"""

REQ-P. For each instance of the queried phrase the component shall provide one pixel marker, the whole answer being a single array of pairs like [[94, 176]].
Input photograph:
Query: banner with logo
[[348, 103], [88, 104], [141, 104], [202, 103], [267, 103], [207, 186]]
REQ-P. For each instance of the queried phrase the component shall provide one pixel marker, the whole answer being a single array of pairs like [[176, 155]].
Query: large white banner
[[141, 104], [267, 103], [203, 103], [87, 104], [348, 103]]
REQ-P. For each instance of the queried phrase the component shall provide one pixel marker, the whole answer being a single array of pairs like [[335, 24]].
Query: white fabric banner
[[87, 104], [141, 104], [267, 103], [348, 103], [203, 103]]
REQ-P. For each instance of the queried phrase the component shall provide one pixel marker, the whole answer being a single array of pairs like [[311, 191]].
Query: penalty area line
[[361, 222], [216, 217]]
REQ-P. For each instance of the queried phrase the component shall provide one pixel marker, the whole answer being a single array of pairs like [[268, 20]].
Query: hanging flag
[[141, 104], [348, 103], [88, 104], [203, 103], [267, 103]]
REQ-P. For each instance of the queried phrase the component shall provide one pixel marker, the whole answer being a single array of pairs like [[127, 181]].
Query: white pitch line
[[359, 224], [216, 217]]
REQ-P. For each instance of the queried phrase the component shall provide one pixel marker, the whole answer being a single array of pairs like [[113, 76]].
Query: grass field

"""
"""

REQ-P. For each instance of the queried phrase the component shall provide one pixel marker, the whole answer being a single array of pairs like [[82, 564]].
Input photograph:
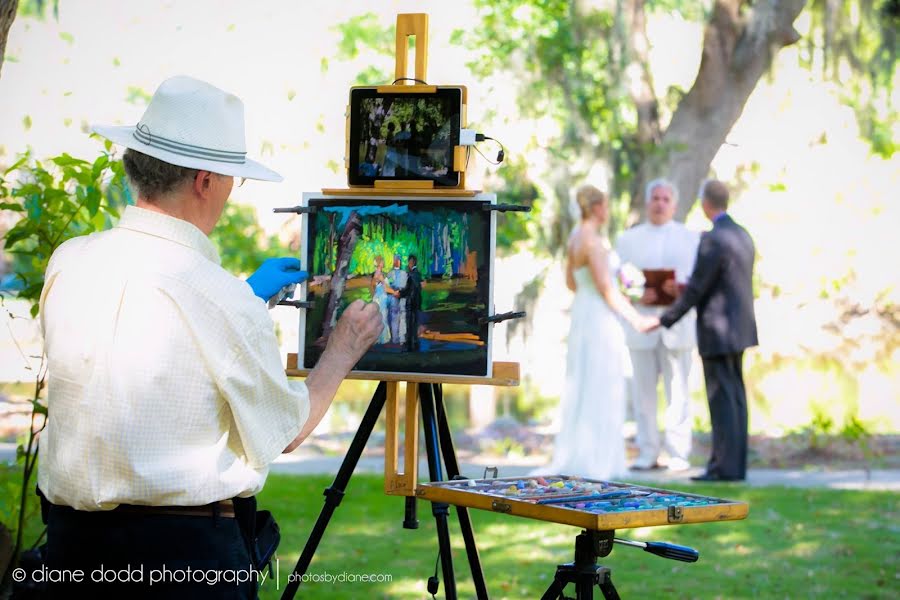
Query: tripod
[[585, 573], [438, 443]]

"""

**Goal of the exercise**
Could you reproduce only the items that begin at the line containing "like [[176, 155]]." and stop after the line containing "Query: grass field", with "pixel marker" changed to "coordinate point" and nothing else altered?

**Solution to this problem**
REQ-P. For each instance of the queried phrase the component shall provide one coordinate point, the whole answer being a single array of pairs like [[176, 155]].
Query: large white banner
[[141, 104], [267, 103], [203, 103], [87, 104], [348, 103]]
REQ-P. For each instance of the queried phrase the component shall provide one coordinate point, the whole answer being a single array of pairs like [[335, 24]].
Query: white fabric banner
[[87, 104], [141, 104], [267, 103], [348, 103], [203, 103]]
REQ-P. For each instance of the queried phrase the component shall provide one coordinate point, the whole answer being a single array of pairs like [[311, 191]].
Query: penalty area line
[[361, 222], [216, 217]]
REQ-P. For each instance of the queried phrase the component shall provide one coordinate point, the whole answer being a single array of pairs like [[268, 20]].
Query: hanging flag
[[141, 104], [348, 103], [88, 104], [203, 103], [267, 103]]
REQ-P. For each instance of the queried phrase the component shall provide one coordinate point, the whole answer being a single array of pairs like [[127, 181]].
Query: white pitch line
[[359, 224], [216, 217]]
REQ-P. For each instance of the queried phrase the component shall provide one coordinate point, the whole answer being a single array of pairs like [[113, 76]].
Query: grass field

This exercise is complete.